> _ABOUT THIS EXERCISE_:
Output the entries exactly.

Natural language region descriptions

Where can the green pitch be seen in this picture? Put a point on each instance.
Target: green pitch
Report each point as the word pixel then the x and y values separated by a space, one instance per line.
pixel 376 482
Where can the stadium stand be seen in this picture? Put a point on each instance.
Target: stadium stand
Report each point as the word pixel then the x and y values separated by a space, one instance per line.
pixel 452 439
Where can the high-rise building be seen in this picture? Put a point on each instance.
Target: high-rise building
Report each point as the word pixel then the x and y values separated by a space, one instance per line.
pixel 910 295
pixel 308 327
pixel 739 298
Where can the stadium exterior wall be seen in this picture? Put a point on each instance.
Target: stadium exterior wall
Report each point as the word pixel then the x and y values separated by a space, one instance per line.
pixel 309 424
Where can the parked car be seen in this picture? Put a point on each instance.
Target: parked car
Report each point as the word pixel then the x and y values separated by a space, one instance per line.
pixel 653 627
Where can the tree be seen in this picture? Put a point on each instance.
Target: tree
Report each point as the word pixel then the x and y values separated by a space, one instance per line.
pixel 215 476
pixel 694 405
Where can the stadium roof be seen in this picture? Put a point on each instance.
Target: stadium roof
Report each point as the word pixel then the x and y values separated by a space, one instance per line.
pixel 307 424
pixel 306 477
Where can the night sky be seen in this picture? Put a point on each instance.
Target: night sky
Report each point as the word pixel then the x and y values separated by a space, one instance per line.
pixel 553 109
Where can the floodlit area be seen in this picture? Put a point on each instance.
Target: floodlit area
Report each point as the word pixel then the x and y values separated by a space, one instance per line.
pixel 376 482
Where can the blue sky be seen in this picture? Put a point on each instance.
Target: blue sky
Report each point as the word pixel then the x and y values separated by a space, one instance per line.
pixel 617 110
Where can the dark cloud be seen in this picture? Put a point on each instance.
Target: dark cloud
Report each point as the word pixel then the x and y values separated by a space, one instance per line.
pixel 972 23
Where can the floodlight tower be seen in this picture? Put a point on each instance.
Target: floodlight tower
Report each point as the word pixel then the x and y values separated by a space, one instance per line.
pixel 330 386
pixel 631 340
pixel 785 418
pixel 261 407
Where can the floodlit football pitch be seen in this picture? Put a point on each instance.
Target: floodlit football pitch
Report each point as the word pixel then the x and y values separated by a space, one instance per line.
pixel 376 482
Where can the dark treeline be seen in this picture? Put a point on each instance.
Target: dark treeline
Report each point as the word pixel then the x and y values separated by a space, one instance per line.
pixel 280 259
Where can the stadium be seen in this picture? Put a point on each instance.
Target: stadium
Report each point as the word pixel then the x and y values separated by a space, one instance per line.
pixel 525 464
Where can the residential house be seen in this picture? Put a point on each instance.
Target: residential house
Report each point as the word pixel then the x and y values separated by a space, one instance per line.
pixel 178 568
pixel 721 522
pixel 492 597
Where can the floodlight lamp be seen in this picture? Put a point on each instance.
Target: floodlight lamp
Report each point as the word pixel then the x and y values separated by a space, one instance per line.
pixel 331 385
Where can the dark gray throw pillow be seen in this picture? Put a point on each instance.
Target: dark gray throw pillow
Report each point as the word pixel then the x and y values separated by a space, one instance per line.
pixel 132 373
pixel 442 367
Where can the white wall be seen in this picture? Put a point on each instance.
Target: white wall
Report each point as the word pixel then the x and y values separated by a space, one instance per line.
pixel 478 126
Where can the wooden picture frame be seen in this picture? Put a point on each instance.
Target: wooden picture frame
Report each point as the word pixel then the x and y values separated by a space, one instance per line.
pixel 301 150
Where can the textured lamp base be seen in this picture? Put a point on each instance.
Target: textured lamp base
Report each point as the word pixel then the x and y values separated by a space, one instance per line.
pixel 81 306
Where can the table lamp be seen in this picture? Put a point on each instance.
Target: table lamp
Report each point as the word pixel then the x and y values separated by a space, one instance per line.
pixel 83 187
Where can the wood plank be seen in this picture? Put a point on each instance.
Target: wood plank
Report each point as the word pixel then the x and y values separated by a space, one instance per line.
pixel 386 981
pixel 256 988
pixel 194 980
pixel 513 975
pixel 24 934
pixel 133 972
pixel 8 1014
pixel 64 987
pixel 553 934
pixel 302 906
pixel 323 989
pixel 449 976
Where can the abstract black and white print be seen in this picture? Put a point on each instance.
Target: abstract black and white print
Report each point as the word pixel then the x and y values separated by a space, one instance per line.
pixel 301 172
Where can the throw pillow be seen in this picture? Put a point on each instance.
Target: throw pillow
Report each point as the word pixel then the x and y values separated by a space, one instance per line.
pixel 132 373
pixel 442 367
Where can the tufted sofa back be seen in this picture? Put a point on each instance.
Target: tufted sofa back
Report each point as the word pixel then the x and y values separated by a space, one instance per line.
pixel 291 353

> _PROBLEM SOLUTION_:
Where can the green pitch be seen in this picture? Put a point on each instance.
Target: green pitch
Report each point as the word pixel then the x and y values separated by a space, one instance per line.
pixel 376 482
Where can the stadium stand be seen in this picture? Put a point on each instance.
Target: stadium stand
Report each point as the word pixel then the x and y values separated by a space, one instance per line.
pixel 452 439
Where can the high-rise building be seen in this picture? Put a point on each instance.
Target: high-rise building
Report each point as the word pixel then the x and y values separated by a space, one instance per line.
pixel 910 295
pixel 308 327
pixel 739 298
Where can the stadium exterior wall be seen in this picture? Put a point on each instance.
Target: stadium exterior wall
Report each point as the word pixel then the x and y values separated by a space, one instance per line.
pixel 309 424
Where can the parked car be seen in this picture? Put a point on each instance.
Target: parked car
Report each point as the word pixel then the x and y values separated by a space, one instance per line.
pixel 653 627
Where can the tree be seen in this picture? Put a point on each instance.
Target: tree
Report each point as the word pixel then the x and y values separated by a space, one instance per line.
pixel 215 476
pixel 694 405
Where can the stadium roof be seen in this picture? Put a point on each instance.
Target: stadium roof
Report each point as the word pixel then the x and y values separated by a space, one instance per line.
pixel 307 424
pixel 306 477
Where can the night sky be seen in this picture? Put a point on each instance.
Target: night sky
Report each point as the word pixel then the x and y values separated by a space, one instance per line.
pixel 553 109
Where can the floodlit area be seen in this picture? Put a point on each instance.
Target: floodlit area
Report each point as the word pixel then the x and y values separated by a space, one instance per line.
pixel 376 482
Where can the blue sky be seen in this picture? Put a point on each instance.
Target: blue sky
Report each point as the word pixel then the x and y values separated by a space, one instance per line.
pixel 617 110
Where can the dark cloud be seen in this picture? Put a point on each instance.
Target: dark cloud
Report each point as the word pixel then the x and y values separated by a space, one instance per line.
pixel 972 23
Where can the floodlight tower be seen in this picture? Put a point on each instance.
Target: floodlight tower
Report each point as the word pixel then the x and y values separated by a space, one instance per line.
pixel 330 386
pixel 631 340
pixel 785 418
pixel 261 407
Where can the floodlit football pitch be seen in this picture? Put a point on each instance.
Target: floodlit football pitch
Report each point as the word pixel then the x and y values separated by a space, one instance per line.
pixel 376 482
Where can the dark treeline be seen in this picture? Put a point on each instance.
Target: dark treeline
Report each point as the word pixel then the x and y values separated by a space, one instance per line.
pixel 280 259
Where can the stadium be seen in this picture? Put a point on each instance.
Target: stadium
Report each point as the word pixel then the x and y values separated by a space, one instance per line.
pixel 525 464
Where can the residential house be seen in this picture? Put a point on each instance.
Target: residential house
Report each point as the word pixel then the x and y values separated by a space, one instance per line.
pixel 178 568
pixel 721 522
pixel 492 597
Where can the floodlight lamp be seen in this picture? Put a point on each instance.
Target: floodlight lamp
Report each point as the word pixel then the x and y values separated by a space, one instance per line.
pixel 331 385
Where can the dark gray throw pillow be seen in this picture? Put a point on each instance.
Target: dark gray throw pillow
Report each point as the word pixel then the x and y values separated by a space, one instance per line.
pixel 132 373
pixel 442 367
Where can the white wall be seen in this picture? Put a point on each instance.
Target: white wall
Report each point as the word pixel then the x and y values separated by a space, one instance per line.
pixel 478 126
Where can the wooden picture frame be seen in this picture? Put a point on each instance.
Target: wooden picture frame
Report each point as the word pixel then the x and y values separated by a space, one instance per line.
pixel 301 150
Where can the textured lamp base be seen in this picture? Put a point on each instance.
Target: textured lamp base
Report each point as the word pixel then the x and y values separated by a space, one instance per line.
pixel 81 306
Where can the table lamp be seen in this picture? Put a point on each instance.
Target: table lamp
Report each point as the word pixel then the x and y values separated by a space, one instance per line.
pixel 83 187
Where can the wood plank be seen in this picture? Put a point on each instance.
Target: wood plank
Report each point as the word pixel then the x and y values separated by a space, one instance per line.
pixel 386 981
pixel 256 988
pixel 194 980
pixel 513 975
pixel 24 934
pixel 133 972
pixel 8 1014
pixel 64 987
pixel 553 934
pixel 302 906
pixel 323 989
pixel 449 976
Where can the abstract black and white print be seen in this picture? Put a point on each instance.
Target: abstract black and white print
Report each point as the word pixel then the x and y values separated by a space, one instance per line.
pixel 301 172
Where can the throw pillow be seen in this picture? Put a point on each instance.
Target: throw pillow
Report each point as the word pixel then the x and y values separated by a space, one instance per line.
pixel 132 373
pixel 442 367
Where can the tufted sofa back be seen in this picture? Put a point on each instance.
Target: tufted sofa back
Report each point as the word pixel then the x and y values separated by a space, one instance per line.
pixel 291 353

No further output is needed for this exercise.